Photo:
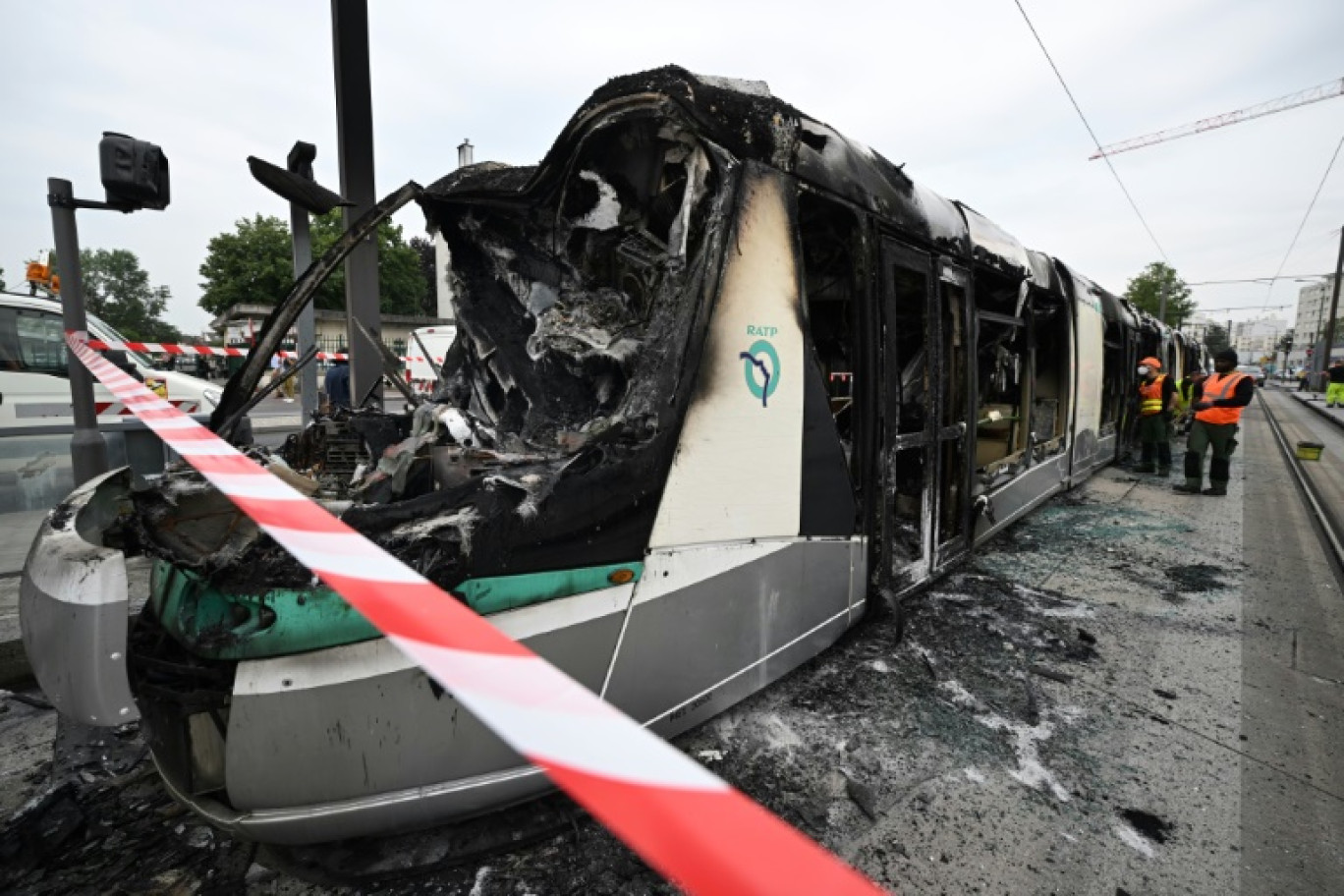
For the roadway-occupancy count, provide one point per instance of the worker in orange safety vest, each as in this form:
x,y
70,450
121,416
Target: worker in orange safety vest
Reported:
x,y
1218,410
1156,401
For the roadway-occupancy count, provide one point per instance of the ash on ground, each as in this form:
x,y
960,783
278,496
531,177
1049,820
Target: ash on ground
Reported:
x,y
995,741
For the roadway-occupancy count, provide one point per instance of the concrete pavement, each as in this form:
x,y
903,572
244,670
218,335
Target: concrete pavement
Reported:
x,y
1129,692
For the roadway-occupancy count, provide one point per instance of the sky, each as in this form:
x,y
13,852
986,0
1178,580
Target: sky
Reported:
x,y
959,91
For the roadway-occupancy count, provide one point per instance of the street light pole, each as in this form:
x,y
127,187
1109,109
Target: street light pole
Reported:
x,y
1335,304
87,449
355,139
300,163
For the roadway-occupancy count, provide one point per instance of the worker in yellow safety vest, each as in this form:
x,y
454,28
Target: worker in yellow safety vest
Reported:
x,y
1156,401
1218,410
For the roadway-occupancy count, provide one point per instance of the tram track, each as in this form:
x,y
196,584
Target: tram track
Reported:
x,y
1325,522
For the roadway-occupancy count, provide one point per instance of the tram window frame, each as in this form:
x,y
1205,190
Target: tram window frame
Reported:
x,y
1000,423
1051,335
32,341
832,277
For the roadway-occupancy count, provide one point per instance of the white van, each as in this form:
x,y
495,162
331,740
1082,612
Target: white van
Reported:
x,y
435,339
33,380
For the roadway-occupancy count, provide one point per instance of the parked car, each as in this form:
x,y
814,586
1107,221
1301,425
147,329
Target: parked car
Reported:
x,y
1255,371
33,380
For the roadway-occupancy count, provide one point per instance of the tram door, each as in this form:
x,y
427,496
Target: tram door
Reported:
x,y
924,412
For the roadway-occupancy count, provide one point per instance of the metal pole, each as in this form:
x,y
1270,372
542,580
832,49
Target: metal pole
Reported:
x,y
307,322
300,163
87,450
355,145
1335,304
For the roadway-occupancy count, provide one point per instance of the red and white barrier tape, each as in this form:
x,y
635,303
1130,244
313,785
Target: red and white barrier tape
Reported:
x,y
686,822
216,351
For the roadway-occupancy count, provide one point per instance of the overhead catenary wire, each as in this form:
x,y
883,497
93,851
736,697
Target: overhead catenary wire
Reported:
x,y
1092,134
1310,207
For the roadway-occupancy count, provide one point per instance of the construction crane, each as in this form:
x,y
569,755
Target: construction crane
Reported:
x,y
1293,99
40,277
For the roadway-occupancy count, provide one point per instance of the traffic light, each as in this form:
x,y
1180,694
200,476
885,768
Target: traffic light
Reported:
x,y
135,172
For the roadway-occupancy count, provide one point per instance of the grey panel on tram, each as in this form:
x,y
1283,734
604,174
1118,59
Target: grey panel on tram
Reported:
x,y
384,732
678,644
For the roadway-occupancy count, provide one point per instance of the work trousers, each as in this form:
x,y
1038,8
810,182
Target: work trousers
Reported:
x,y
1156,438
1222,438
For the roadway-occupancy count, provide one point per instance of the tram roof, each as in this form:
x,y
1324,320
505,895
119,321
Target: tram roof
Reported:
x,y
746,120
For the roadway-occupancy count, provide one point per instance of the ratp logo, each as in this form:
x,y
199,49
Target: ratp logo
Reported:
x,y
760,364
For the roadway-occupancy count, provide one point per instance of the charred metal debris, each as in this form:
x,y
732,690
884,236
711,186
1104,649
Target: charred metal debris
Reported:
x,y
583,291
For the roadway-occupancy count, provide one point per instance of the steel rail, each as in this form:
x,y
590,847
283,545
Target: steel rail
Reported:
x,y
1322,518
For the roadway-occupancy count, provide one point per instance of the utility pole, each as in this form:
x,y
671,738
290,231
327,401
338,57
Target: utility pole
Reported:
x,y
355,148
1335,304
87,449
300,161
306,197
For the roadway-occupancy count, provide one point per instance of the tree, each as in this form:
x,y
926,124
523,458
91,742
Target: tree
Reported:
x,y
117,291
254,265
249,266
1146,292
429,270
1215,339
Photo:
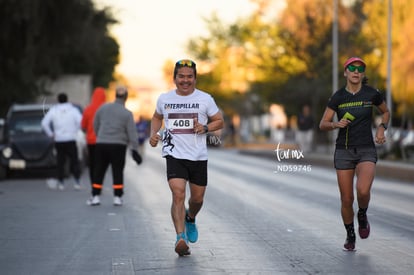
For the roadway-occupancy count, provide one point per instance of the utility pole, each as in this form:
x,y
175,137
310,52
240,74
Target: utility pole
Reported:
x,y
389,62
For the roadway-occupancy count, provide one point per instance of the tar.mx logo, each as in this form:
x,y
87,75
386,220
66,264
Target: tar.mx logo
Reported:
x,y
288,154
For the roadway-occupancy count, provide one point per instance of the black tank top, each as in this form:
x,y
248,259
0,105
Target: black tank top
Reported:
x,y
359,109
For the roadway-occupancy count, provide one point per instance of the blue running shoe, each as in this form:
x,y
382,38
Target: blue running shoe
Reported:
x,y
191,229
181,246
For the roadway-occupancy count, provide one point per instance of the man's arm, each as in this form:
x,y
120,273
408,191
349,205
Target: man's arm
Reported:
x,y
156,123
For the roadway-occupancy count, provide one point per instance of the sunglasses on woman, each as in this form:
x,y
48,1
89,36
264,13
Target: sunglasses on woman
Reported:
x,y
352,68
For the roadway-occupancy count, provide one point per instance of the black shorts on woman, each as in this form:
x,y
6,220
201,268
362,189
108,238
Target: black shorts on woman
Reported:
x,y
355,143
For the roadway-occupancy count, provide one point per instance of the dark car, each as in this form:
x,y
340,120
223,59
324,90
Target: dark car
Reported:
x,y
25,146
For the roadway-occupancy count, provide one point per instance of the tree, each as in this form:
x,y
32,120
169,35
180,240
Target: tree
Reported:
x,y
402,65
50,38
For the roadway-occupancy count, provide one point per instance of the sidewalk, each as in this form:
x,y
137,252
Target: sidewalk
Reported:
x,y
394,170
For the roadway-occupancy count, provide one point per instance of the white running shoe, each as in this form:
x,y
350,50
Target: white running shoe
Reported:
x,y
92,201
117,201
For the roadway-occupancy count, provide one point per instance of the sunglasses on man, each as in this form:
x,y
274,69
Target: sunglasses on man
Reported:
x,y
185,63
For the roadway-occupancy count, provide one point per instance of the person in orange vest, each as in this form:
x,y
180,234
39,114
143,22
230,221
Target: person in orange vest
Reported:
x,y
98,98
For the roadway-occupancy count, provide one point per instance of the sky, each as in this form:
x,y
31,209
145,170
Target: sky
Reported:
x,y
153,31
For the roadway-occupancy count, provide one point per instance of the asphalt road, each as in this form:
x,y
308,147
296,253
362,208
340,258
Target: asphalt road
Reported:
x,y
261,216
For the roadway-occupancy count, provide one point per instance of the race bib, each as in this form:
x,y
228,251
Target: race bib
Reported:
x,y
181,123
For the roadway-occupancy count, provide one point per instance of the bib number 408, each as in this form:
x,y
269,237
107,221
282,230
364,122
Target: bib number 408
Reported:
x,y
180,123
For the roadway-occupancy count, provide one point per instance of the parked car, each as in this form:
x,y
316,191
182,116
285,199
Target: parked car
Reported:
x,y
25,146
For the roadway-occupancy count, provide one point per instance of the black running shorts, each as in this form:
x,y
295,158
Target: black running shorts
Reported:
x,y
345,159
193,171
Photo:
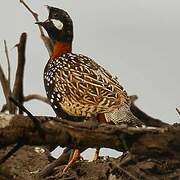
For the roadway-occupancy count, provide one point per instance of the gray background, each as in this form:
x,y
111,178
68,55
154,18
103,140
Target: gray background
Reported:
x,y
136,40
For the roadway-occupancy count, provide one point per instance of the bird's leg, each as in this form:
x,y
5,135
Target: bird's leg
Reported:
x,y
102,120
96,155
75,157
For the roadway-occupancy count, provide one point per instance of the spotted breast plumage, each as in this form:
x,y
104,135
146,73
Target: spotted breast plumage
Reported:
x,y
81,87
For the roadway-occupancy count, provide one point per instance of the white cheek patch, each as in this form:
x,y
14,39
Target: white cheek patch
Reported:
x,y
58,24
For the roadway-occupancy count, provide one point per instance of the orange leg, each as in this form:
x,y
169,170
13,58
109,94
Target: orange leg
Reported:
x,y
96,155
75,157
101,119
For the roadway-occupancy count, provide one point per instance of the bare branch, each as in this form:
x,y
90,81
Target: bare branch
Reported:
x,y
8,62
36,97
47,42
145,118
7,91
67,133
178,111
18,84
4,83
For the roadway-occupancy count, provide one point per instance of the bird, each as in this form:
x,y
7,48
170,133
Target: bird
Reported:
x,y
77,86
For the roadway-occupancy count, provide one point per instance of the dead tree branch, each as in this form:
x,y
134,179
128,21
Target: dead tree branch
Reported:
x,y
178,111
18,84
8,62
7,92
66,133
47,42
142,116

◆ ◆ ◆ ◆

* **WORK INSTRUCTIONS**
In the records above, find each line holding "track" and copy it.

* **RESPONSE BELOW**
For the roadway-occupancy count, provide one point per instance of the tram track, each as in this form:
Target: tram track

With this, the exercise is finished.